Source data:
__________________________________________________

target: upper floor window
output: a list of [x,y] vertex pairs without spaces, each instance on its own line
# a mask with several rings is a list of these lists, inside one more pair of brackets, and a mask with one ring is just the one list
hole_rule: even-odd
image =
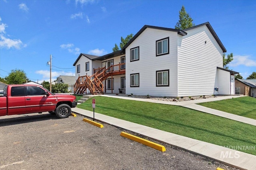
[[121,57],[121,69],[125,68],[125,57]]
[[139,59],[139,48],[137,47],[130,49],[130,61],[136,61]]
[[85,63],[85,71],[89,71],[89,62]]
[[156,86],[169,86],[169,70],[156,71]]
[[156,56],[169,54],[169,37],[156,41]]
[[76,72],[80,72],[80,64],[76,66]]

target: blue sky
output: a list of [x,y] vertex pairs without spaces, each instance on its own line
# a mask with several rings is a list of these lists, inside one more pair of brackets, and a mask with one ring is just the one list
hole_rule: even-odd
[[0,0],[0,77],[23,70],[32,81],[74,75],[80,53],[112,52],[145,25],[174,28],[184,5],[196,25],[209,22],[246,79],[256,72],[256,1]]

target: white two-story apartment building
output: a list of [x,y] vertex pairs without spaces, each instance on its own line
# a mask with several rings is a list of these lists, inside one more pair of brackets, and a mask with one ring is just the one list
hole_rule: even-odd
[[145,25],[120,51],[100,57],[81,54],[73,64],[75,92],[234,94],[238,73],[223,68],[226,52],[208,22],[183,30]]

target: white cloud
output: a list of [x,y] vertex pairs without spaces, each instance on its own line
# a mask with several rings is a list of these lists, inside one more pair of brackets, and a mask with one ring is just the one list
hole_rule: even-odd
[[90,23],[90,22],[91,22],[91,21],[90,20],[90,19],[89,19],[89,17],[88,17],[88,16],[86,16],[86,20],[88,23]]
[[82,6],[84,5],[85,5],[88,3],[92,4],[95,2],[94,0],[76,0],[76,5],[78,4],[80,4]]
[[5,27],[7,27],[7,25],[4,23],[1,23],[2,18],[0,17],[0,33],[5,33]]
[[107,54],[108,52],[106,51],[104,49],[100,50],[99,49],[94,49],[94,50],[90,50],[88,52],[88,53],[89,54],[91,54],[92,55],[101,56]]
[[10,39],[5,36],[6,33],[5,28],[7,25],[2,22],[2,18],[0,17],[0,47],[10,49],[12,47],[16,49],[20,49],[21,47],[25,47],[26,44],[23,46],[23,43],[20,39]]
[[71,15],[70,18],[76,19],[77,18],[80,18],[82,19],[83,17],[83,14],[82,12],[79,12],[79,13],[75,14],[74,14]]
[[74,48],[74,44],[62,44],[60,45],[60,48],[62,49],[67,49],[69,52],[72,53],[75,55],[80,54],[80,49],[77,47]]
[[63,44],[60,45],[60,47],[62,49],[69,48],[72,47],[73,46],[74,46],[74,44]]
[[103,6],[101,7],[101,10],[102,10],[103,12],[107,12],[107,8],[106,7]]
[[[36,71],[36,73],[43,76],[43,79],[50,80],[50,70],[38,70]],[[59,76],[75,76],[74,73],[71,72],[64,72],[64,71],[52,71],[52,81],[55,80]],[[50,81],[46,80],[46,81]]]
[[233,57],[233,60],[229,65],[232,66],[237,66],[240,65],[246,66],[256,66],[256,60],[251,59],[250,55],[234,55]]
[[24,3],[20,4],[19,5],[19,8],[20,9],[23,11],[24,11],[26,12],[28,11],[28,8],[26,4]]

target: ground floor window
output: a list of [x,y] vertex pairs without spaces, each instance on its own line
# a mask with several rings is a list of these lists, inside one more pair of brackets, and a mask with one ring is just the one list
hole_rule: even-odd
[[235,88],[235,94],[240,94],[240,87],[237,87]]
[[140,74],[139,73],[130,74],[130,86],[131,87],[140,86]]
[[169,70],[156,71],[156,86],[169,86]]
[[121,89],[123,90],[125,88],[125,77],[121,78]]
[[[113,86],[112,86],[112,84]],[[108,78],[107,79],[107,89],[108,90],[114,90],[114,78]]]

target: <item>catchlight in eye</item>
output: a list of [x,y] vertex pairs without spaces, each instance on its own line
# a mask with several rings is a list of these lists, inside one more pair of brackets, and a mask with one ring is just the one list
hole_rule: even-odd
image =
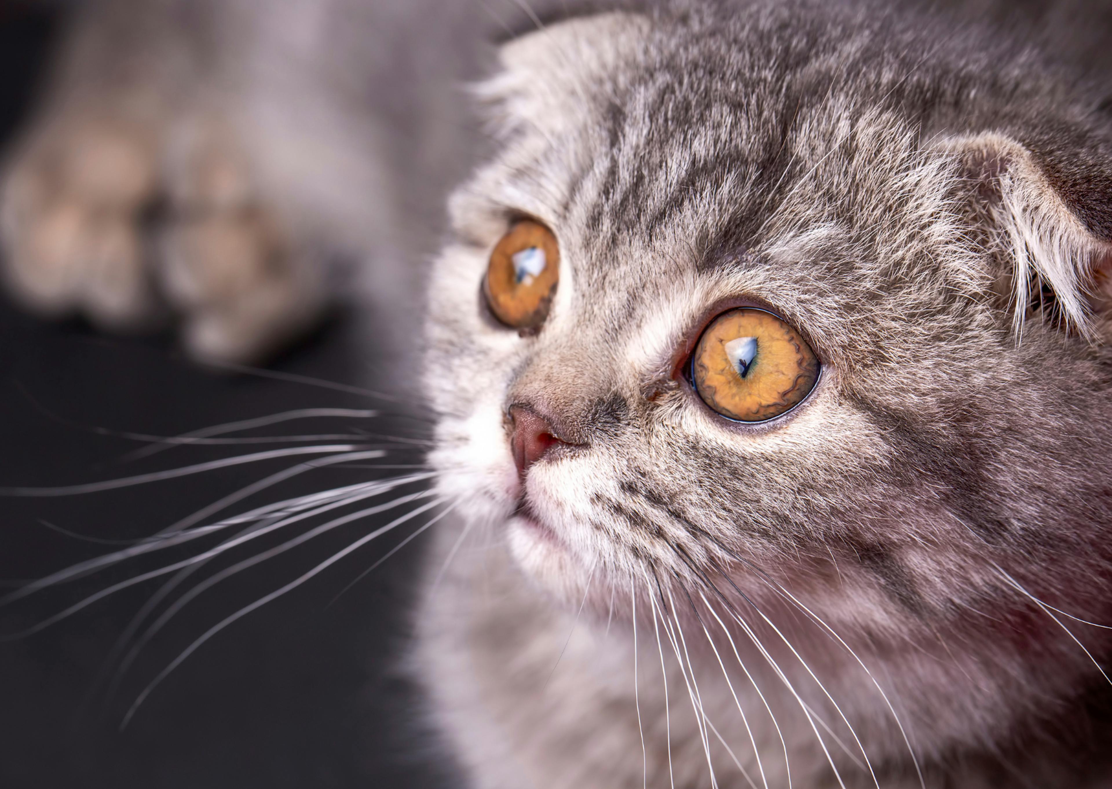
[[522,220],[490,253],[483,292],[490,312],[514,328],[538,328],[559,282],[559,246],[544,225]]
[[772,313],[738,308],[706,327],[691,361],[703,402],[738,422],[764,422],[803,402],[818,381],[818,358]]

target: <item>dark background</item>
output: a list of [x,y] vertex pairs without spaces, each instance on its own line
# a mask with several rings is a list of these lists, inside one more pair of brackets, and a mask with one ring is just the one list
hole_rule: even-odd
[[[62,14],[0,6],[0,145],[33,108]],[[269,369],[341,384],[374,381],[375,352],[359,316],[340,312]],[[0,486],[64,485],[138,474],[276,445],[179,447],[121,462],[141,446],[111,431],[178,435],[234,420],[302,407],[368,408],[391,403],[251,375],[198,368],[172,337],[106,337],[71,322],[36,320],[0,297]],[[96,427],[108,428],[97,431]],[[420,418],[311,420],[251,435],[374,431],[419,436]],[[401,453],[396,463],[417,463]],[[100,540],[136,539],[296,461],[275,461],[121,491],[50,499],[0,497],[0,592],[112,550],[43,525]],[[238,509],[381,475],[320,470]],[[411,489],[410,489],[411,490]],[[119,731],[142,688],[224,617],[322,561],[384,521],[338,529],[219,584],[187,606],[131,667],[110,699],[98,672],[131,615],[158,588],[150,581],[100,601],[43,632],[0,642],[0,787],[425,787],[449,786],[418,696],[404,667],[421,540],[329,601],[400,539],[370,543],[309,583],[239,620],[202,645]],[[419,522],[418,522],[419,523]],[[296,534],[287,534],[286,537]],[[267,543],[277,544],[279,540]],[[212,543],[207,543],[208,544]],[[198,574],[251,555],[214,563]],[[180,560],[185,553],[168,556]],[[118,582],[158,566],[138,562],[0,609],[9,634]]]

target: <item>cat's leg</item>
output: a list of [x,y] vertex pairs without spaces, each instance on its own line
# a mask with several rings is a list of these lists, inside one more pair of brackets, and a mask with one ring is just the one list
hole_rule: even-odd
[[9,290],[112,331],[169,308],[205,359],[257,359],[302,332],[322,272],[238,136],[215,112],[101,107],[47,114],[14,156],[0,196]]
[[27,306],[115,329],[156,316],[139,231],[158,181],[153,115],[112,102],[47,114],[16,152],[0,227],[6,284]]
[[217,112],[177,122],[165,157],[156,279],[196,358],[252,361],[306,331],[326,260],[264,194],[247,135]]
[[0,183],[0,274],[32,312],[109,331],[172,317],[192,356],[232,362],[262,358],[321,313],[327,231],[279,194],[299,174],[268,177],[284,165],[244,109],[262,9],[228,8],[111,0],[78,24]]

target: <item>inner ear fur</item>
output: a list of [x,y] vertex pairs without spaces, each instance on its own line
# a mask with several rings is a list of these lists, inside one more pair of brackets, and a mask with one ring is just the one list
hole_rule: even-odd
[[1046,151],[1000,132],[947,139],[993,248],[1006,260],[1004,288],[1019,334],[1049,297],[1063,328],[1112,339],[1112,171],[1089,148]]

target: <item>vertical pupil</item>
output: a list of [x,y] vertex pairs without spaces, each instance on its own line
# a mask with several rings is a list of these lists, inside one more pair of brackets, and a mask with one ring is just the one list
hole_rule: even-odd
[[729,359],[729,364],[744,378],[753,365],[753,359],[756,358],[757,338],[738,337],[737,339],[731,339],[723,347],[726,349],[726,357]]
[[545,270],[545,250],[540,247],[529,247],[519,253],[514,253],[510,258],[514,262],[514,282],[518,285],[530,285],[540,272]]

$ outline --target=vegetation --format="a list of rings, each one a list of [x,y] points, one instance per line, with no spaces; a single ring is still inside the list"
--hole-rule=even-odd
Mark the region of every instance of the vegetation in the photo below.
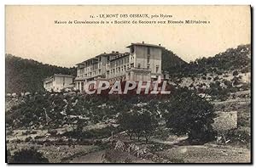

__________________________________________________

Your objective => Find each line in the data above that contains the string "item", with matching case, and copy those lines.

Task answer =>
target: <item>catchlight in eye</item>
target: <item>dark background</item>
target: <item>cat's leg</item>
target: <item>inner ear fur</item>
target: <item>vertical pupil</item>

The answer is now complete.